--- begin ---

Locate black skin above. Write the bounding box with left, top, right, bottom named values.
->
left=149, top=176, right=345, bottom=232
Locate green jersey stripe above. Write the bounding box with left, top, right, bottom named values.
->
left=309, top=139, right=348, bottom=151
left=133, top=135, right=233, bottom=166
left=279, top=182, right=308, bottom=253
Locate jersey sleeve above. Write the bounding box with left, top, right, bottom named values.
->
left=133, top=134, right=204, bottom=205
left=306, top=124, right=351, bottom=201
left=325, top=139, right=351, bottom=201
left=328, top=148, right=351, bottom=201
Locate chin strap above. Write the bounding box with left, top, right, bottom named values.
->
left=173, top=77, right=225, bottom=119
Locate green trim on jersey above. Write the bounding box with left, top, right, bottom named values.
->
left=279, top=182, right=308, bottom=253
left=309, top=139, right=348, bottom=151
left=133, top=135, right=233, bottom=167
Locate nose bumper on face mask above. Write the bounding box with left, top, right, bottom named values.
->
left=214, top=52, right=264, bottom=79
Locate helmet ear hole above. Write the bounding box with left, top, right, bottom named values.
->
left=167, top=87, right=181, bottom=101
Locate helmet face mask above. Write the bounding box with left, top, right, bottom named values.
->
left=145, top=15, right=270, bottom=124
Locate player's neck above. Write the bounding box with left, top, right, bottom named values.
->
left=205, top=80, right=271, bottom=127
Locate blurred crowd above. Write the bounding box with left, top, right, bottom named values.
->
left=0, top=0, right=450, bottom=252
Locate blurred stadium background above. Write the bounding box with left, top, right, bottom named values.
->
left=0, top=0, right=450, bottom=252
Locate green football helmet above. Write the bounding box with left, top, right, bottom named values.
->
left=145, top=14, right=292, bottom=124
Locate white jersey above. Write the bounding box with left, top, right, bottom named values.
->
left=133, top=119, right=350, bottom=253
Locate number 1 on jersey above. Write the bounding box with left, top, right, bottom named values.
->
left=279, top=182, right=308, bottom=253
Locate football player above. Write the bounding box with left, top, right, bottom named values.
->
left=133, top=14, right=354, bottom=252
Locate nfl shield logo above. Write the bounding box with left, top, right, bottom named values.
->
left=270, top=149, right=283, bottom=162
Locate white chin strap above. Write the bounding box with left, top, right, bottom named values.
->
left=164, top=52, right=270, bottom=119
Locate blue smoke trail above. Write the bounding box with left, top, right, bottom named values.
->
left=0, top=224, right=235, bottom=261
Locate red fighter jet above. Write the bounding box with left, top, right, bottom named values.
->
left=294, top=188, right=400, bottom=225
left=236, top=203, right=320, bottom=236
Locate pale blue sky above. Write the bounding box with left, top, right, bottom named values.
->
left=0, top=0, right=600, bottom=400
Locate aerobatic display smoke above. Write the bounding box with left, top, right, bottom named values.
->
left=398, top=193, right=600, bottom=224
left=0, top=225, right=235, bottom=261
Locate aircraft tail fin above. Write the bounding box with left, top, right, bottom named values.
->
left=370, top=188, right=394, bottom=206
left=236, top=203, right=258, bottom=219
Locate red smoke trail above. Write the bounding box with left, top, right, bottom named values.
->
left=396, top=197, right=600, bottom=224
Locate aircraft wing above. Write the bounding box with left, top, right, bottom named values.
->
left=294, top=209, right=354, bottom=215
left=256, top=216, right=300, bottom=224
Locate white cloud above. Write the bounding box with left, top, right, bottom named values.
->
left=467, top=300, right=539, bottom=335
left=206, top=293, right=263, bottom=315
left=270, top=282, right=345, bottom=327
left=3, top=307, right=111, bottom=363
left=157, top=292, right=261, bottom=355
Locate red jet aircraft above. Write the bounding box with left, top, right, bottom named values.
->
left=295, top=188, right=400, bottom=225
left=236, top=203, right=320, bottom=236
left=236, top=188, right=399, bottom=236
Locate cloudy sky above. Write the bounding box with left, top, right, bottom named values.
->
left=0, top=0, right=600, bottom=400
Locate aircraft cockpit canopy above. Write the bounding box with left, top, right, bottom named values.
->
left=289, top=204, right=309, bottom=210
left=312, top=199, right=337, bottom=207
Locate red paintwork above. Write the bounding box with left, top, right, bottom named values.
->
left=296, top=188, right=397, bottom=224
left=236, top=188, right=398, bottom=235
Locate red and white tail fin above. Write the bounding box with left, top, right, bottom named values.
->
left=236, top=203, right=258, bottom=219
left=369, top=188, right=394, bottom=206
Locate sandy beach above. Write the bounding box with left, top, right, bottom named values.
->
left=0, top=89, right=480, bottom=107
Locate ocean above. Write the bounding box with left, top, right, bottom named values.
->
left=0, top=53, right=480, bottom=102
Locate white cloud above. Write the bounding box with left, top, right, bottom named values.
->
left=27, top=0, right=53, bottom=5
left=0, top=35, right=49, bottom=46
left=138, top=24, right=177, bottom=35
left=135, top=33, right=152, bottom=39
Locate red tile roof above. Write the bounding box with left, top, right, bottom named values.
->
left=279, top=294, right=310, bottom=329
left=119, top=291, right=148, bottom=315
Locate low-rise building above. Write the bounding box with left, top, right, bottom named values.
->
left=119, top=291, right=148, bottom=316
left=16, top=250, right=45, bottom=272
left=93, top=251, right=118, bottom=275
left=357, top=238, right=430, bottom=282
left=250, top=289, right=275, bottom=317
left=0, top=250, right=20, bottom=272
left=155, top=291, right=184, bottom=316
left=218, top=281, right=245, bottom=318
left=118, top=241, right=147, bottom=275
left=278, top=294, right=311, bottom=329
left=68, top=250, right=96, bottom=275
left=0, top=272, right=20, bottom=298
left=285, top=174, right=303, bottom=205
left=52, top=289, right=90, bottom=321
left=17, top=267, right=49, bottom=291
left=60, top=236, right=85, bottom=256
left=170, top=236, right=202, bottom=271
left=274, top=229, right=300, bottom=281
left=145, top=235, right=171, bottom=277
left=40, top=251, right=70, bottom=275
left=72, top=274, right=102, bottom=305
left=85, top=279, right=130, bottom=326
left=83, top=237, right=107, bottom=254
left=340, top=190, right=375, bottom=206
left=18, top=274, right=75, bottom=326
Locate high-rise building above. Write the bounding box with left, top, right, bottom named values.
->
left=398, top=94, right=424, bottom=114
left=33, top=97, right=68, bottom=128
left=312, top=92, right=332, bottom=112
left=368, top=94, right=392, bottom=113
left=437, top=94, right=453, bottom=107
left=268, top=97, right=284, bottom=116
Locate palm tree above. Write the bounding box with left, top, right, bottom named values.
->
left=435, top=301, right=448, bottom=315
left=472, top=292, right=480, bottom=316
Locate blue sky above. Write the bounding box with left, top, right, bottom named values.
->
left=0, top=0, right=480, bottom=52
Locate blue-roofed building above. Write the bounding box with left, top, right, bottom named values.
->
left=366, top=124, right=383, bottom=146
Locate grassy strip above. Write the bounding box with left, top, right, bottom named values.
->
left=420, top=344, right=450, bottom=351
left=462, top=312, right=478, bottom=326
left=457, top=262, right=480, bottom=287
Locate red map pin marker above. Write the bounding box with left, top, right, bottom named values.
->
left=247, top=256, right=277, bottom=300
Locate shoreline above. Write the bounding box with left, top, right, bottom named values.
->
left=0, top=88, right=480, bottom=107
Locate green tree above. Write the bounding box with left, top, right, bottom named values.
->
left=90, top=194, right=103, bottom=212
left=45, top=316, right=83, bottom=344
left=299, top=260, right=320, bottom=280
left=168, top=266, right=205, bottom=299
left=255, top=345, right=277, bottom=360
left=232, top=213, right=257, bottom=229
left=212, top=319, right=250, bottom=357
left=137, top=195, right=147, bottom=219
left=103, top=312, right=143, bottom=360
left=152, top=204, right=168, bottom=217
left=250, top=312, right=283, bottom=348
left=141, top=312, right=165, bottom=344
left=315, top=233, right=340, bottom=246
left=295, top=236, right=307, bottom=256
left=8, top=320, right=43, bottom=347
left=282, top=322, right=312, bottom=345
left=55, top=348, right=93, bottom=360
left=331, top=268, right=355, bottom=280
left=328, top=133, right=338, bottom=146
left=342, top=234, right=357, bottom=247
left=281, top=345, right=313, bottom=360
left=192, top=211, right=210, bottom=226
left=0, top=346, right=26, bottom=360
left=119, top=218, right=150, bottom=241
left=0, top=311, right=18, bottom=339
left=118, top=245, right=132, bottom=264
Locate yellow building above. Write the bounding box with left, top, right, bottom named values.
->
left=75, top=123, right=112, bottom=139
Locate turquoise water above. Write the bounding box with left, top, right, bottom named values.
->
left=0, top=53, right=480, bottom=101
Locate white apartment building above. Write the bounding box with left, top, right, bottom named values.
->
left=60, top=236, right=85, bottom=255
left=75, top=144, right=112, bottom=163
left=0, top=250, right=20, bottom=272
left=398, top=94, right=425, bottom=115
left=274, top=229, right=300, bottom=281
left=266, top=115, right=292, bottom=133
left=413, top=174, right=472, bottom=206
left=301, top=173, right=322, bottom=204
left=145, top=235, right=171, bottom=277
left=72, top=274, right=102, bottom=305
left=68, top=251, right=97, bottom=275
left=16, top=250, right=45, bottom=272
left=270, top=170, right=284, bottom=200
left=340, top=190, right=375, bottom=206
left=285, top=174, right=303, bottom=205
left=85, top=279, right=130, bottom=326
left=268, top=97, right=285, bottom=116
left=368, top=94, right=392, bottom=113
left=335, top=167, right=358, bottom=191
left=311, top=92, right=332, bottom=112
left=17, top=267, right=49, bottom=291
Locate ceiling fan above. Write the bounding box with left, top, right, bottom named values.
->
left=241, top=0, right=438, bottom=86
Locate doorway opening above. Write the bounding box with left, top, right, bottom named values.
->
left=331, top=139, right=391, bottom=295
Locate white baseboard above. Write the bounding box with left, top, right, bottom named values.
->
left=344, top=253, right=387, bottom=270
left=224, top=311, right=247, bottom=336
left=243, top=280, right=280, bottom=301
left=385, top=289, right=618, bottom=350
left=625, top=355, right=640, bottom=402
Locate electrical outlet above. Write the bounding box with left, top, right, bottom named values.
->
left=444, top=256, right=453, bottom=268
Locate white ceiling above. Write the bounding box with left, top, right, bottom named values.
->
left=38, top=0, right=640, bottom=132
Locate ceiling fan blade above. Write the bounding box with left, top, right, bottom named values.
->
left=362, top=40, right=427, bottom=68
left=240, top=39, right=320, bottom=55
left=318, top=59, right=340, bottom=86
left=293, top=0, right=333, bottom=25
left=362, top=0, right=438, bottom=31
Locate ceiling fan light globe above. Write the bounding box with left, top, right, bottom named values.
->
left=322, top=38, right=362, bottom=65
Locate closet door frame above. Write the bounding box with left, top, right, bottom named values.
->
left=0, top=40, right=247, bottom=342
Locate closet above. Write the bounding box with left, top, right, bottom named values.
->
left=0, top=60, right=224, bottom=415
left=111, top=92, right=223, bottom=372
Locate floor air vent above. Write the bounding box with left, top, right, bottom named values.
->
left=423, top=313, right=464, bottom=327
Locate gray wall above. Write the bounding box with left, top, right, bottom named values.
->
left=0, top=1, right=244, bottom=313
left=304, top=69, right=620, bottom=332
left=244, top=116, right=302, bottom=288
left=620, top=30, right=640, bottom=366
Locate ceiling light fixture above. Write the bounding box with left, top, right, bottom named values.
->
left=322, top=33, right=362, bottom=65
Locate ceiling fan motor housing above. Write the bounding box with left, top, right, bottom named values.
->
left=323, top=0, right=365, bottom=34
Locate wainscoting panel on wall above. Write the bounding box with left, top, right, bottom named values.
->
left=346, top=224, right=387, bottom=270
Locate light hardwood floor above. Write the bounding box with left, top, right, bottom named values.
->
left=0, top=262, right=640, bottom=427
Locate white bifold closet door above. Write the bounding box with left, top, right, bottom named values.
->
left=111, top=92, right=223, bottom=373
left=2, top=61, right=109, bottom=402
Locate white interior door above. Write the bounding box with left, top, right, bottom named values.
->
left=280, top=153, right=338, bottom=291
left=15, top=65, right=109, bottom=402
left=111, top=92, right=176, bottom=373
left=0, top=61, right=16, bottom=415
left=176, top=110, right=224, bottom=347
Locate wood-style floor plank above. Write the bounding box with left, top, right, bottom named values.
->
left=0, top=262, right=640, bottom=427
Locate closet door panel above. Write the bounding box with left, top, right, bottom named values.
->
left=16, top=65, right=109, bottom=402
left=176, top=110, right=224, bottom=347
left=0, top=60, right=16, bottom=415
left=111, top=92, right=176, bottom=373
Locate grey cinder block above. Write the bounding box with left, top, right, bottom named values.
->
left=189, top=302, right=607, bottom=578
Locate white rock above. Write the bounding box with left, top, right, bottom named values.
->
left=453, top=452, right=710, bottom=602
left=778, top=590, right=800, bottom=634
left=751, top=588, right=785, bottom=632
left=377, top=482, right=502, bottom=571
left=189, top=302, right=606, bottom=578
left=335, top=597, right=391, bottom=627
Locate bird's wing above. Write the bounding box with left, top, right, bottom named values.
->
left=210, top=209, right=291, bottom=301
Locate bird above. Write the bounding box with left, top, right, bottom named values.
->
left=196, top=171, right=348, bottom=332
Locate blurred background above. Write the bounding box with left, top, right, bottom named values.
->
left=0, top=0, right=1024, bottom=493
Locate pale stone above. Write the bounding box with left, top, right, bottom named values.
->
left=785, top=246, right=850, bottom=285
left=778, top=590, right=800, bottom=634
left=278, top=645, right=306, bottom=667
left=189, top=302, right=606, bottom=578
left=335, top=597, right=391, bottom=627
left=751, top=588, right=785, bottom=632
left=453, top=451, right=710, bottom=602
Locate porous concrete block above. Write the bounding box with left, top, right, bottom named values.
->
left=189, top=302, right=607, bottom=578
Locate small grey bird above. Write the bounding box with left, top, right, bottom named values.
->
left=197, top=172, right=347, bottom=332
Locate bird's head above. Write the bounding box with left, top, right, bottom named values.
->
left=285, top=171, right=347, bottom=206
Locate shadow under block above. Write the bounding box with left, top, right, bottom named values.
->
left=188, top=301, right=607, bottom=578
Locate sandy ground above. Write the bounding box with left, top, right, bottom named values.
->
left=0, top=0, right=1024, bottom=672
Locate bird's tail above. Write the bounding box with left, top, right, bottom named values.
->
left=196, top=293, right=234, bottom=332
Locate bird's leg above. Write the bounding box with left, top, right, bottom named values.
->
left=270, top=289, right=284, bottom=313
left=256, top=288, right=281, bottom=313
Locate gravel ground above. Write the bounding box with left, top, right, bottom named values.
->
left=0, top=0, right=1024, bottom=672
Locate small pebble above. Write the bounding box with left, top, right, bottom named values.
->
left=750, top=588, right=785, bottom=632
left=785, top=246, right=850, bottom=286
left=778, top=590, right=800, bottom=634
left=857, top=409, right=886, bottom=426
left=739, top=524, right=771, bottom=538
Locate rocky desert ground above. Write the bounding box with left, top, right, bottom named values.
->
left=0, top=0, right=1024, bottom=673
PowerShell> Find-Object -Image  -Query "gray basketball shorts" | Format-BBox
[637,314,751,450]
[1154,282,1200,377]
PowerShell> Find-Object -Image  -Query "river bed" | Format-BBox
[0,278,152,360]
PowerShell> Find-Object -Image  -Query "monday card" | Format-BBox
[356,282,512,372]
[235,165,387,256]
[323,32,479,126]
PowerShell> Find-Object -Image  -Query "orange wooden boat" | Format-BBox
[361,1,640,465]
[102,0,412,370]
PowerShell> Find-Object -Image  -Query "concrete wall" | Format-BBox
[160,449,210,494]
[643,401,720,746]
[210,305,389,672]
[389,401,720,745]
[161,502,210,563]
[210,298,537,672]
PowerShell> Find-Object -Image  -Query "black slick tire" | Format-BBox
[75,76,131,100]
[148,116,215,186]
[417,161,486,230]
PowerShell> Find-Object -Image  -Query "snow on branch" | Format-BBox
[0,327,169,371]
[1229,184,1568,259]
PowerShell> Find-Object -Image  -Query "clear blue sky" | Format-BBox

--- end ---

Stated exercise –
Please repeat the lines above from the first line of the items through the line containing "left=149, top=176, right=345, bottom=232", inclusive.

Written answer –
Locate black skin above. Write the bounding box with left, top, right, bottom named values.
->
left=149, top=176, right=345, bottom=232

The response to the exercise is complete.